PROMPT:
Resume the article on new mothers' loss of sexual desire after giving birth, picking up after its last sentence.

[DOCUMENT SEGMENT — start]

Sex After Baby: Will I Ever Be In The Mood Again?
First published in Parents and the City
Olivia Bergeron, LCSW
I see many new moms in my therapy practice here in New York City. From the Verrazano to the Whitestone, what do they all have in common? Pretty much without exception, for new moms sex takes a backseat. Between the almost hourly feedings and the turmoil of adjusting to a new role as parents, who has time for a shower, let alone lovemaking? If you add the baby blues, or even postpartum depression (PPD) into the mix, sex can drop down a notch below scrubbing out the garbage cans on a new mom’s priority list.
Of course, many women who aren’t depressed also experience a nosedive in desire following birth. While I don’t believe that New Yorkers are any different from women around the country in this regard, I suspect that this sudden bottoming out of our sex drive hits women here pretty hard. We are used to being in control, at the top of our game, sexy and sexual and now…fuggedaboudit. Lack of libido combined with the physical and hormonal changes that having a baby brings, can bring even the most active pre-baby sex lives to a screeching halt. Leaking breasts, excess weight and spit-up do not make for a very sexy feeling mama.

[DOCUMENT SEGMENT — finish]
[EXERCISE DATA — start]

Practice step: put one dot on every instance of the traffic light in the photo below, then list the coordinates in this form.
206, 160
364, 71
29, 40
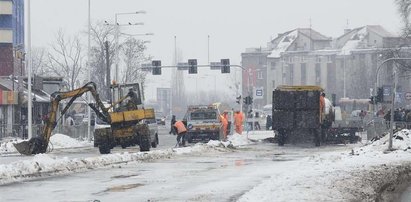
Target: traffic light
156, 67
225, 66
192, 66
380, 95
372, 100
248, 100
238, 99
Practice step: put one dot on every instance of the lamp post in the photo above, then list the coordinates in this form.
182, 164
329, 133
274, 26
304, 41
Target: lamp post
89, 71
393, 93
29, 65
117, 33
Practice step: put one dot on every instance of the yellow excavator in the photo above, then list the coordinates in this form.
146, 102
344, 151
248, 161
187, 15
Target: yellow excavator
124, 116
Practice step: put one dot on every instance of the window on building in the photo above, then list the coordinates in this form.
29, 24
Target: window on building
329, 59
260, 75
273, 65
318, 59
291, 78
303, 74
317, 74
303, 59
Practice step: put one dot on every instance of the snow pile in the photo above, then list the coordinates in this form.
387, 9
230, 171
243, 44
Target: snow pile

[EXERCISE DATA — finish]

REPLY TO THE EXERCISE:
Incidentally, one of the most common symptoms of depression is decreased sex drive. So if your sex drive has plummeted, take some time to consider whether you might also be facing PPD. One in seven new mothers experience postpartum depression and one in five experience emotional difficulties beyond the baby blues. So if you are in this boat, please know that you are not alone and help is available in the form of support groups, therapy and even medication, if necessary.
Whether or not depression is playing a role in the lack of libido, the physical and life changes involved in having a baby can be incredibly isolating. Partners often report “missing” each other and their former sex lives. Sex can create intimacy and boost mood: great benefits for all involved. For women with a young child, lovemaking—the whole gamut from nonsexual touching to sex—can provide a welcome bridge back to their partners.
So how do you jump start romance when on a desirability scale of one to ten, you feel minus five? Here are seven tips to fan the flames and get your sex life back on track:
1. Have patience with each other. If you’ve been avoiding sex or just haven’t felt like it for a few weeks or even months, give yourself time following the birth of your child to get back to a semblance of normalcy. In the meantime…
2. Keep up the non-sexual touching. We all need to be touched and held. Touch can convey warmth and intimacy even if we don’t feel up to having sex.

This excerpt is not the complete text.